## Reading text
================================
And that's why I think I feel left out, even by the group I would be
supporting. I think the better way would be to describe the crime against the
worlds population including the American one.

There is also mass surveilance going on in my country and they are basically
forwarding all data to the NSA which of course is illegal. But I can't really
join a fight which I am not a part of and probably never will be. I can't call
American politicians, but I can call the representives in my country.

But it feels rather silly to call and complain and it will not matter if I am
the only one who does it. I want the EU to take action against the US gov for
their crimes, I also want the EU to take action against my government for
their crimes. I want all mass surveiliance shut down. No matter where it is
located. It's a bit like to try and take action on international crime in just
one country.

------
INTPenis
Being involved in a hacker space in a very developed European country and
leading workshops that try to educate the general public on online security
this is my view on the belated public reaction of all these past years of
leaks.

There are two main camps visible to me, the indifferent and the frightened.
I'm sure there are plenty of people in the spectrum between those two but I
find observing these two camps rather interesting. Because one camp seems to
be overwhelmed by all the revelations, usually this camp is not involved in IT
at a professional or hobby level.

The indifferent camp seems to either believe it's a problem but that they
can't do anything about it, or believe that this is status quo and they need
to go on with their lives.

The other camp, the frightened, are usually IT enthusiasts. Even if they're
not very skilled, they're now working on that. They're looking up information
on Tor, GPG and PKI.
================================
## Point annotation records
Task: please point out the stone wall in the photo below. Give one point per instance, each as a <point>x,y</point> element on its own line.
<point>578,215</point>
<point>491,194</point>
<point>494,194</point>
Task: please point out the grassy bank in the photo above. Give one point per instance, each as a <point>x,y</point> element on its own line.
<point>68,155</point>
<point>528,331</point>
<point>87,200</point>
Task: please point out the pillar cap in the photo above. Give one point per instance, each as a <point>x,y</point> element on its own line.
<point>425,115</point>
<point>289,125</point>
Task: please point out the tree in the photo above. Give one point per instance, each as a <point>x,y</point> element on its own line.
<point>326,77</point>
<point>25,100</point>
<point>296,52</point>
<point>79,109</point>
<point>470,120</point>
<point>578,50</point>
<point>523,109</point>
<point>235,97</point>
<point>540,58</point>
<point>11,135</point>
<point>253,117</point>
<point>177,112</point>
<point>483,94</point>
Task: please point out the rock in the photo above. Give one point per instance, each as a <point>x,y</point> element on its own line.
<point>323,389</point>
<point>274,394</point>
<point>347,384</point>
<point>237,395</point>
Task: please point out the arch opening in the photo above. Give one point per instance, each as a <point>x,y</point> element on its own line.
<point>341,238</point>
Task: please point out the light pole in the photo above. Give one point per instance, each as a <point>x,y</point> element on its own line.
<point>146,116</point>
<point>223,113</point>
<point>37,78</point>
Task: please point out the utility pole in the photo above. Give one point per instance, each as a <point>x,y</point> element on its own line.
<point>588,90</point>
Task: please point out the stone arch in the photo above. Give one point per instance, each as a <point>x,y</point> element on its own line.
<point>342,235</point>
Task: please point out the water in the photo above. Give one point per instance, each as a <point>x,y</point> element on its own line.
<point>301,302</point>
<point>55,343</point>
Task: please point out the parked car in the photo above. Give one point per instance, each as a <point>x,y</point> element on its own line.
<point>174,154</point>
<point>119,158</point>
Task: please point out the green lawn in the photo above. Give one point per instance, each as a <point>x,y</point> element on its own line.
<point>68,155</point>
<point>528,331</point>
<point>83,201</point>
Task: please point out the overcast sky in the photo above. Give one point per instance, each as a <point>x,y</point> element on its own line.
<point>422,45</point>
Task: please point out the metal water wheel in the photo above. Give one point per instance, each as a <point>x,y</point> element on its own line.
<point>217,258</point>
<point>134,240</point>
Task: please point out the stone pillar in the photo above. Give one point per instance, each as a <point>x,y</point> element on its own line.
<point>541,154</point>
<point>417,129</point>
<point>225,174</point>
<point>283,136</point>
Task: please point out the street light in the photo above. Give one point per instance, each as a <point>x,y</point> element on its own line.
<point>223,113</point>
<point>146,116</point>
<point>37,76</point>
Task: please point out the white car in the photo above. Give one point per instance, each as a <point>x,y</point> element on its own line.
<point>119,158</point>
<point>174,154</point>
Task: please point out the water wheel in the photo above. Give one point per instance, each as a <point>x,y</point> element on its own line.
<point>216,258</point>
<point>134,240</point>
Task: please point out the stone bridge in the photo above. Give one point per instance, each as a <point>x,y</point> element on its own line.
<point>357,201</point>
================================
## Tasks to carry out
#1 Please copy the surveillance thread word for word, everything from "The indifferent camp" down to "with their lives.".
#2 List the tools or technologies that the surveillance thread says the frightened camp is looking up information on.
The rows stand apart from the surveillance thread.

## Full answers
#1
The indifferent camp seems to either believe it's a problem but that they
can't do anything about it, or believe that this is status quo and they need
to go on with their lives.

#2 Tor, GPG, PKI